*Tasks to perform*:
1 - Please answer these questions about the forum thread:
(a) According to Hat80, how many ounces do both rods take at least to load?
(b) To whom did Hat80 sell the OM heavy?
(c) At what price does Digitaldagger have the 1509 factory?
2 - Update the forum thread between "## Dixie719 (May" and "before you buy!!", inclusive, replacing "nice" with "fine", and give that part again.

*Quoted text*:
— START —

# Breakaway or OM



## Newsjeff (Jul 22, 2004)

Has anyone thrown the OM 12' heaver AND the Breakaway LDFC TP150H (12'6" 4-12 1509)? 
I was just wondering if the Breakaway was worth the extra money. Thanks in advance.


----------



## Hat80 (Sep 22, 2002)

*I've owned the Breakaway and the OM heavy.*

The Breakaway is a better rod and worth the money. Heres a hint though, your not going to throw 4 ozs with either rod. Both of them take at least 6 ozs to load.

By the way, I still have the 1509. I sold the OM heavy to crawfish. Since then I think he's passed it along also. .....Tightlines


----------



## NTKG (Aug 16, 2003)

yeahp tater owns that rod now. 

for those who can throw it, meaning get their hands around the thick butt and spool, seem to like the om12, much cheaper than goin custom or factory 1509. 

that being said, along with hat i have a 1509, and like it very much and can load it fine with 6oz, but it is very heavy compared to some of the other offerings. rods are your choice, no one is goin to tell u anything you cant figure out better yourself... the good thing is both rods are pretty much indestructable.

neil


----------



## Newsjeff (Jul 22, 2004)

*Thanks*

Thanks guys. I guess I'll save another $150 and get the Breakaway. You only live once. Digitaldagger has the 1509 factory at $240. That's a pretty darn good price. 
See ya on the beach.


----------



## Dixie719 (May 12, 2003)

NJ,

Do you ever get up to Richmond?


Greentops had some nice customs and also had some Breakaways you can put your hands on. 

Just a thought before you buy!!


----------



## NTKG (Aug 16, 2003)

GT sells their stock breakaways for 329 or something like that, anycase well over 240 even wiht horrible shipping. their factory rods are done by fishstix4u or somehting like that. they use rainshadow blanks, i've played wiht alla dem cause i live 10min drive from GT, they dont look too good, and they are damn heavy.... like the shrink wrap grips though... teo has seen them too. 1509 factory, aint nothing wrong with that jeff, esp for 240!

— END —

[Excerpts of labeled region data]
— START —

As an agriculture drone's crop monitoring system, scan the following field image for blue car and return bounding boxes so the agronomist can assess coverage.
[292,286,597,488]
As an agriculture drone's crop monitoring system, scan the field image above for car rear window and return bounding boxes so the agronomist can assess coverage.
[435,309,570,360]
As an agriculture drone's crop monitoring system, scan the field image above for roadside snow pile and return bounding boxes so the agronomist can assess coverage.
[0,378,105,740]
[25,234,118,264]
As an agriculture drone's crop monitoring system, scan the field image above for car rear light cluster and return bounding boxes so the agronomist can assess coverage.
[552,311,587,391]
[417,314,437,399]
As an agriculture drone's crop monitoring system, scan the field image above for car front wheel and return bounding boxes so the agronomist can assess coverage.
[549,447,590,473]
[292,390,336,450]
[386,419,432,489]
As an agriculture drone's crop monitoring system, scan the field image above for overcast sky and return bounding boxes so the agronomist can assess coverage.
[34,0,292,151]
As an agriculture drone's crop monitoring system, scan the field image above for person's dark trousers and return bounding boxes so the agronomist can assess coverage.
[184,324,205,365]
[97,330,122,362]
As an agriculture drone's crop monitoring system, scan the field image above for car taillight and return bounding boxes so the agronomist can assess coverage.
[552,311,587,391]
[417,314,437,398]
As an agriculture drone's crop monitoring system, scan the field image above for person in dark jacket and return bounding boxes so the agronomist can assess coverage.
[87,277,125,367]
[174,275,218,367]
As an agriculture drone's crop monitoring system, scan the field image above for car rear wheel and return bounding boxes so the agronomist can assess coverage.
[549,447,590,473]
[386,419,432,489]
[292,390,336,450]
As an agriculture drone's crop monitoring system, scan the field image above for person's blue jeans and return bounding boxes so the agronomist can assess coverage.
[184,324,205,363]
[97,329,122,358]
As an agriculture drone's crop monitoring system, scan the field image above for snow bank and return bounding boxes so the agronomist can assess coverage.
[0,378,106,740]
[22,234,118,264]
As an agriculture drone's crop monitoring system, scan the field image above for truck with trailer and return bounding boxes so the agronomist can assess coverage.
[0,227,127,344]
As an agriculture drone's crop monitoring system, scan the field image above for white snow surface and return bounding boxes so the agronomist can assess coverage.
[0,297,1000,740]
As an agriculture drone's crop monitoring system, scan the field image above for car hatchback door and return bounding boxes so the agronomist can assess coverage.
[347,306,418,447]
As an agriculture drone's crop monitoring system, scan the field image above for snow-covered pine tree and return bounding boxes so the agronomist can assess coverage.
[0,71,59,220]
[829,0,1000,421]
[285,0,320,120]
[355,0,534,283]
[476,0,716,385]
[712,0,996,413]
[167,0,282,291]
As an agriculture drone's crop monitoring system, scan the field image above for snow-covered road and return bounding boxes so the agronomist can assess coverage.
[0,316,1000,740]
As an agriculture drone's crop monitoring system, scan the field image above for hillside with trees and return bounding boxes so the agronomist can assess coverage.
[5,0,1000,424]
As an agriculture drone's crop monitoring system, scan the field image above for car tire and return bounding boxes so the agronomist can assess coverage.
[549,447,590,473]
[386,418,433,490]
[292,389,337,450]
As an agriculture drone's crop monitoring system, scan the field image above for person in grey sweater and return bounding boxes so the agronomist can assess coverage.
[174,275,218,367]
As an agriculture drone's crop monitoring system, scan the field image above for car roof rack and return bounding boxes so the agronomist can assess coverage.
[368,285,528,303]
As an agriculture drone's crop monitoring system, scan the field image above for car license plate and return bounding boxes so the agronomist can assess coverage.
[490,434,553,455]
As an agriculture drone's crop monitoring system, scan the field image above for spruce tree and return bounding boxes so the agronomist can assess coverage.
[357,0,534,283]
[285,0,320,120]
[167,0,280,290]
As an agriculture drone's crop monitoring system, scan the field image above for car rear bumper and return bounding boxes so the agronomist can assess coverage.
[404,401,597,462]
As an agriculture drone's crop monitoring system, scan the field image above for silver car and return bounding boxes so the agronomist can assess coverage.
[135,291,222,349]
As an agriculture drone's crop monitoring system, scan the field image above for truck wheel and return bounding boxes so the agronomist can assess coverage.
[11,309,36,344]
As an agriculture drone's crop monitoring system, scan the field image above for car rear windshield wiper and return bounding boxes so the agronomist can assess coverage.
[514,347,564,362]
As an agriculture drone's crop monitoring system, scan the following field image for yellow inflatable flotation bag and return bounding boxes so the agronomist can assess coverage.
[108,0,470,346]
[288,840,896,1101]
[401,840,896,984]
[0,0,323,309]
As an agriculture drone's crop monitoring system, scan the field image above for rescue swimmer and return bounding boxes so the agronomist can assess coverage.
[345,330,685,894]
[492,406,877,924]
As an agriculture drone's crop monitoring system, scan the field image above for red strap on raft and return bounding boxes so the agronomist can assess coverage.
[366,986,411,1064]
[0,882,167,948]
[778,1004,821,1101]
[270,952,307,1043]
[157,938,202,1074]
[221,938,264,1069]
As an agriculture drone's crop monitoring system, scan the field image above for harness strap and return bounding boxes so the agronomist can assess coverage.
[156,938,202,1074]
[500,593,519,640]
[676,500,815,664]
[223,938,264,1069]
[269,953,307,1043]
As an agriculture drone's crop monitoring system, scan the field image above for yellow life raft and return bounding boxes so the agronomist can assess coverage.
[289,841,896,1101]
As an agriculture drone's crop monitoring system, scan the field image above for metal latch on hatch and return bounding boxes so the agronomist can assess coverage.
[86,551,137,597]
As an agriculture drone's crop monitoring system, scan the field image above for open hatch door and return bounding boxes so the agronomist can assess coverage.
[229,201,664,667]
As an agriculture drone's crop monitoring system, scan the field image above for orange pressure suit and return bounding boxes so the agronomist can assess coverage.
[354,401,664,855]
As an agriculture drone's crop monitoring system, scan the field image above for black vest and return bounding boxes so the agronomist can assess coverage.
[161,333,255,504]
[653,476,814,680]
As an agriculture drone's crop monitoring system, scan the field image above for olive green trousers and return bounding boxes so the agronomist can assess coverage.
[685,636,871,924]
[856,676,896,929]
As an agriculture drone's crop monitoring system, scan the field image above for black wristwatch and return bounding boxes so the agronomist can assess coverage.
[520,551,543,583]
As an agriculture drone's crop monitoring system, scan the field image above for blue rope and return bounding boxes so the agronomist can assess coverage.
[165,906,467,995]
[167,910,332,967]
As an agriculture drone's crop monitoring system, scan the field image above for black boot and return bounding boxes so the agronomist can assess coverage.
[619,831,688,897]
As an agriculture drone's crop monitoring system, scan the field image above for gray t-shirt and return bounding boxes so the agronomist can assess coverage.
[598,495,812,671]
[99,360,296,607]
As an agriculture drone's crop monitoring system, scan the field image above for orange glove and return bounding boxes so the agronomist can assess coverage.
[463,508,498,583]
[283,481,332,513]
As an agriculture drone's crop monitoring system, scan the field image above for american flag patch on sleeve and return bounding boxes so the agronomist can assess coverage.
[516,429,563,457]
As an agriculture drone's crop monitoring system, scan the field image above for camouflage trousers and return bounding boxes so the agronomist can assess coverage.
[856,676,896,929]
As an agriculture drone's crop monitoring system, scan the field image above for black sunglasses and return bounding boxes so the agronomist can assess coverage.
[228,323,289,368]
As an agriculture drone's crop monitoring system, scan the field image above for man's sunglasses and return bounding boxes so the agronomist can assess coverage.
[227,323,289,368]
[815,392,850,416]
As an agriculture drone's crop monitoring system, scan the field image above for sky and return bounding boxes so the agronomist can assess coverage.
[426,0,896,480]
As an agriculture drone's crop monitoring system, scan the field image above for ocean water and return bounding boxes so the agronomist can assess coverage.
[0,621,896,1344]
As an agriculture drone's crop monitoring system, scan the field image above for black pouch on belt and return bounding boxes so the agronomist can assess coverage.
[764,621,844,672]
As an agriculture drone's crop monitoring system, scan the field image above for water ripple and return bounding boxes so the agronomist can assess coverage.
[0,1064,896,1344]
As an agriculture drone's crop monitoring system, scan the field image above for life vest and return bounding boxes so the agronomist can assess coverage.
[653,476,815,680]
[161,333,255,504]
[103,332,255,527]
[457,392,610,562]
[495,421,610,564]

— END —

*Response list*:
1 -
(a) At least 6 ounces.
(b) Crawfish.
(c) $240.

2 -
## Dixie719 (May 12, 2003)

NJ,

Do you ever get up to Richmond?


Greentops had some fine customs and also had some Breakaways you can put your hands on. 

Just a thought before you buy!!